→ REQUIREMENTS:
Identify every line in the entries below that contains the word "sleeve", and copy each of those lines in full.

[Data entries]
- - - - - - -

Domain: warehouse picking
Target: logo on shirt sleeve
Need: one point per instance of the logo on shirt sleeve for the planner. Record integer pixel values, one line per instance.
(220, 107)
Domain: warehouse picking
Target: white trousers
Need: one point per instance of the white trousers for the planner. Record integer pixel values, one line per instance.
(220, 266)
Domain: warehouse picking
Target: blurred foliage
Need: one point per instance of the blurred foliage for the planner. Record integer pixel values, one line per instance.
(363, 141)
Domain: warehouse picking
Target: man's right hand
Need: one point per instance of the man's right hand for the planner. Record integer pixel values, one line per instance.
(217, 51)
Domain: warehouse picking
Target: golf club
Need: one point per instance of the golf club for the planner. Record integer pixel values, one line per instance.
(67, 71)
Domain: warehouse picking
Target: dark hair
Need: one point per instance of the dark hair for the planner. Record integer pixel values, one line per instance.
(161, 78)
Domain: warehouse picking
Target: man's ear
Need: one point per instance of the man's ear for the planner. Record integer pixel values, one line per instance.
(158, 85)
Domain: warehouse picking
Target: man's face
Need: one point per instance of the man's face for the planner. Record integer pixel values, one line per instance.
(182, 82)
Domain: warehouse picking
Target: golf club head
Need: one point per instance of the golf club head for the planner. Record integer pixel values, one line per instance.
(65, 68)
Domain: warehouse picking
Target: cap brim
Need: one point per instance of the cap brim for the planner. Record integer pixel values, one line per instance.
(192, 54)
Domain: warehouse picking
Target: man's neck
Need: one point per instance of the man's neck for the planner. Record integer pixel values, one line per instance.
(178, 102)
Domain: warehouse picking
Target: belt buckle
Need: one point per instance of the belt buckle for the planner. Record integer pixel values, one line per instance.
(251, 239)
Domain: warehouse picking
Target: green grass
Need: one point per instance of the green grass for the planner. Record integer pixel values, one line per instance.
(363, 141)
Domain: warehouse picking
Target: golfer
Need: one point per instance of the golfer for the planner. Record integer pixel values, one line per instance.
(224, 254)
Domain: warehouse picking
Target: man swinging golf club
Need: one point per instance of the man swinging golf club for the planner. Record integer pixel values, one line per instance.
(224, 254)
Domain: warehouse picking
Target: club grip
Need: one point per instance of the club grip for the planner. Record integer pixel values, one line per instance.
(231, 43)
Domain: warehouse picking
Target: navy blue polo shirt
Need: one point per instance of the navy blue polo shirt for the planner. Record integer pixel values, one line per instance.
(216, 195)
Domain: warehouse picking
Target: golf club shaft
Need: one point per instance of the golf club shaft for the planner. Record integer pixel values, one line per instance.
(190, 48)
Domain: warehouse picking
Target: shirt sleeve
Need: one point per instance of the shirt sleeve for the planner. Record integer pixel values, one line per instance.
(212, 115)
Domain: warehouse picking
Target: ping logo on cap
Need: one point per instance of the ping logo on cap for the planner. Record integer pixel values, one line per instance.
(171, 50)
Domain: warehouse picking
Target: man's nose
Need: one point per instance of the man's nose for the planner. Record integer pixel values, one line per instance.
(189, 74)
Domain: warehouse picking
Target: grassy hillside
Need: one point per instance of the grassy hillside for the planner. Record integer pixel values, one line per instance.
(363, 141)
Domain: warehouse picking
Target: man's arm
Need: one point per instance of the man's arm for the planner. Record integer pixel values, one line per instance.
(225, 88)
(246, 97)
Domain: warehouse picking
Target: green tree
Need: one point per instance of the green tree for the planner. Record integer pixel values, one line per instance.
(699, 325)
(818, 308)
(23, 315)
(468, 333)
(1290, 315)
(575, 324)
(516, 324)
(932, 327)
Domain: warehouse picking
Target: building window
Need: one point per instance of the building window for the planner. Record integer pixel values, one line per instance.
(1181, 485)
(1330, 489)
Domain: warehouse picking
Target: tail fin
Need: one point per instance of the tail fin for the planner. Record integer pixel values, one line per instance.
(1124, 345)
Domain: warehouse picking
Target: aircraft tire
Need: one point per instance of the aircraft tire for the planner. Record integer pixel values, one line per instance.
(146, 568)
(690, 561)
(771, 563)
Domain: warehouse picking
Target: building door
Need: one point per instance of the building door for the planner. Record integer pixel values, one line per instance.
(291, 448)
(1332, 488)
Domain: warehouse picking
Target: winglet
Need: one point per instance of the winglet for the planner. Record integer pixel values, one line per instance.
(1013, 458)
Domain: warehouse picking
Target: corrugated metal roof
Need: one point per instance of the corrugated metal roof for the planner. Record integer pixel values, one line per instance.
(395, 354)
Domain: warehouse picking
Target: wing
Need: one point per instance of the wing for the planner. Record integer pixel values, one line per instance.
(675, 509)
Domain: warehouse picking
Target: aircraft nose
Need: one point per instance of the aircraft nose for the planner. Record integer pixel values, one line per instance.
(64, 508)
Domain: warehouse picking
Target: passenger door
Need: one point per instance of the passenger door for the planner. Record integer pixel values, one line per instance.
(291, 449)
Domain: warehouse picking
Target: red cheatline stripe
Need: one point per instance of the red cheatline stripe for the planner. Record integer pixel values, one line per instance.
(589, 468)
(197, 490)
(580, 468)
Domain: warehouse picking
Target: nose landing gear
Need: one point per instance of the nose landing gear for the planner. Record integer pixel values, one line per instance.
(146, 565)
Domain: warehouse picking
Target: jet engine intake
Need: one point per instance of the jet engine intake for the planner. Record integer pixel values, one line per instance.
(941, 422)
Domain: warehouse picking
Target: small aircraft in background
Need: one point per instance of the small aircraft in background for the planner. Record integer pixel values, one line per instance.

- - - - - - -

→ THE RESPONSE:
Target: logo on shirt sleeve
Need: one point per instance of the logo on shirt sleeve for the planner. Record integer pixel values, one line per instance.
Target: shirt sleeve
Need: one point per instance of the shirt sleeve for the planner. Record integer pixel values, one line per instance.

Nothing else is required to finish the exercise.